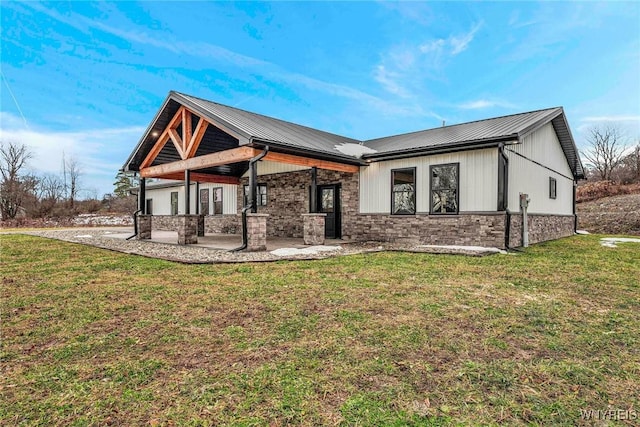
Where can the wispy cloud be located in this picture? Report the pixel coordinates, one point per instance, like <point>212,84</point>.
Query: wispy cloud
<point>485,103</point>
<point>403,67</point>
<point>621,118</point>
<point>98,151</point>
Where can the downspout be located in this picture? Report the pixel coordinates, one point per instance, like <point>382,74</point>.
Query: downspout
<point>248,205</point>
<point>575,214</point>
<point>505,195</point>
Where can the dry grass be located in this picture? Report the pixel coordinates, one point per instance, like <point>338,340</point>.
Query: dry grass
<point>91,337</point>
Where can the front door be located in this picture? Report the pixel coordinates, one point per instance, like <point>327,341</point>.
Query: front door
<point>329,203</point>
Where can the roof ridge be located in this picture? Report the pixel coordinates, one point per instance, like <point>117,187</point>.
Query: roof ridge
<point>464,123</point>
<point>268,117</point>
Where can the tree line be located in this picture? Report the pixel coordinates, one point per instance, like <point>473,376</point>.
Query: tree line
<point>25,194</point>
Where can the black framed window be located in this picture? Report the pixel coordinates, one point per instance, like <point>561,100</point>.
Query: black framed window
<point>444,187</point>
<point>174,203</point>
<point>553,188</point>
<point>204,201</point>
<point>403,191</point>
<point>217,201</point>
<point>262,194</point>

++++++++++

● **Your objective**:
Each record above must be returned exactly as written, with its pictures omitted.

● **Task answer**:
Where can the wispy cloud be located in this picture? Report the pixel coordinates, one point per instance, like <point>212,84</point>.
Query: wispy cloud
<point>485,103</point>
<point>403,67</point>
<point>621,118</point>
<point>98,151</point>
Where can the downspout be located in this picture? Report the pixel coordinates, one point per instance, like <point>382,74</point>.
Query: downspout
<point>248,205</point>
<point>575,214</point>
<point>505,195</point>
Where can the dry grass be located in this picture? Report the pixel coordinates, one point per instance, like <point>338,340</point>.
Query: dry grass
<point>91,337</point>
Where can the front door be located in this picture? Report the pixel coordinates, one point per instance, like <point>327,341</point>.
Query: front door
<point>329,203</point>
Where can the roof ridge be located in this picture? Report the pixel coordinates, one point per instance, like <point>117,187</point>.
Query: roof ridge
<point>464,123</point>
<point>268,117</point>
Where can the tree line be located in this picture? Report the pixel coordinates, one point per instance, like <point>473,376</point>.
Query: tree line
<point>25,194</point>
Where can the black framed window be located in this picture? Report the pixel coordinates, one point per instance, like <point>561,100</point>.
Query: black framed window
<point>444,187</point>
<point>174,203</point>
<point>553,188</point>
<point>204,201</point>
<point>403,191</point>
<point>217,201</point>
<point>262,194</point>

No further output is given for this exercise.